• _Study material_:
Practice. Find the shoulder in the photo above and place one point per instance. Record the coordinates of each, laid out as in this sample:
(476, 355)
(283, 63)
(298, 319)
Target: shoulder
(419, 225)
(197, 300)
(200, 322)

• _Your objective_:
Give again each line of the listing above, keeping every word the same.

• _Response area_:
Practice. Find the shoulder in the photo above and place one point per instance. Record the coordinates of each, laid out as in this sample:
(476, 355)
(283, 63)
(298, 319)
Target: shoulder
(419, 225)
(197, 300)
(200, 322)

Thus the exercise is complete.